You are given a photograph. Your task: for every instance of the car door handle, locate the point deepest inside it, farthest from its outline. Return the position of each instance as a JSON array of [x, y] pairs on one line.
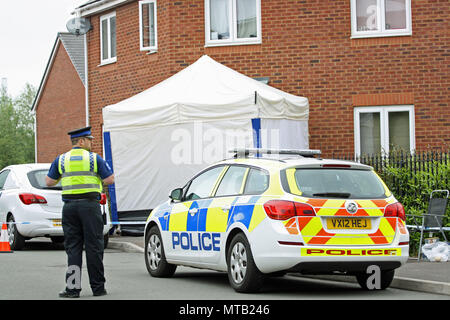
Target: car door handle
[[193, 211]]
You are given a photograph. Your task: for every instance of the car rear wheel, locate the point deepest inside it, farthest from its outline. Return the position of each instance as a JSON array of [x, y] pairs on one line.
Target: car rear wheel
[[155, 259], [16, 240], [386, 277], [243, 274]]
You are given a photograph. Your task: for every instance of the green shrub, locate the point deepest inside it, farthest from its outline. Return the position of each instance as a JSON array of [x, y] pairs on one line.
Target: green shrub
[[413, 188]]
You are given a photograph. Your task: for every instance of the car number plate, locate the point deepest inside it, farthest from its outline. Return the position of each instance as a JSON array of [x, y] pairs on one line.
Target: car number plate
[[349, 223]]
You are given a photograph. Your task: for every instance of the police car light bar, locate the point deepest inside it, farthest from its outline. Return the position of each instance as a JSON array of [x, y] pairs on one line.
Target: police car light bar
[[243, 152]]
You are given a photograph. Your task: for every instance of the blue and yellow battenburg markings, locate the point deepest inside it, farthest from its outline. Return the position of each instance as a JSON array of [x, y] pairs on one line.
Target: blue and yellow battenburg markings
[[210, 216]]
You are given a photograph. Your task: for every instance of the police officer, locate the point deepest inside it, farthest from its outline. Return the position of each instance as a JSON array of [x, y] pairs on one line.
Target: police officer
[[81, 173]]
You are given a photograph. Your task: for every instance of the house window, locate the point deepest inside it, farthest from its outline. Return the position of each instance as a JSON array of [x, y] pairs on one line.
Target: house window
[[147, 25], [108, 38], [384, 129], [232, 22], [379, 18]]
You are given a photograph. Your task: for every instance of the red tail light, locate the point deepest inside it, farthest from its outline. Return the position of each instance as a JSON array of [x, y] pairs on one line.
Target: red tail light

__STATED EXERCISE__:
Reproduce every line exactly and omit all pictures.

__TASK OUTPUT__:
You are given a photograph. Your task: for every instance of the car door handle, locate the point deepest inside it, farthest from its outline. Return the position of each instance as a JSON array of [x, y] pairs on one line.
Target: car door handle
[[193, 211]]
You are given a photograph. Your task: for every instance of the car rear wheel, locate the point deepest inside it, farthest from its outline. Return the position of each instance as a JSON array of [x, y] pairs on one line.
Target: car rear wheel
[[155, 259], [16, 240], [386, 277], [243, 274]]
You are given a photograph. Your task: for every instance of the green shrub, locate the point deepest inside it, farthest from its outline. Return the position of each instance as a JSON array of [x, y] pairs on one line.
Target: green shrub
[[413, 188]]
You are given a photograph. Your task: for every instance of the car number plate, locate the point deepest inside it, farthest from its outline. Return the position of each instance as a JSON array of [x, y] pairs on one line.
Target: car number plate
[[349, 223]]
You are given a photograph. Your task: for every instance of the police car light bar, locate the point deepest inside it, farthest from its outline. Return the position of each instance as a JSON array of [x, y] pairs on one line.
Target: police car light bar
[[243, 152]]
You are given a photograph. Your task: for every instance of the blue and yellow battenburg markings, locate the point deepest inside it, farthest from its outline. Return the position of each instance as a JSON array of [x, y] pairs on one line.
Target: blue and yellow battenburg markings
[[210, 216]]
You are given a photograph. Your task: for every instance of the police officer, locate the point deepest inside it, farthest from its outline. Return the position of each instance as a JSON array of [x, y] pairs on one line.
Target: police officer
[[81, 173]]
You are given a photograph. Your task: for every instance of the house window, locate the point deepest inside it, farthest from its outline. Return the position of each instance as a JSON array of [x, y] pairs on one line.
Target: house window
[[147, 25], [108, 38], [384, 129], [232, 22], [379, 18]]
You are given a photograph. Your task: for every instance of the red tail light, locate the point deepest inside it, farthest from its outline. Return the position of each instance as a JSON array of [x, y] pairs on one line.
Target: red tail light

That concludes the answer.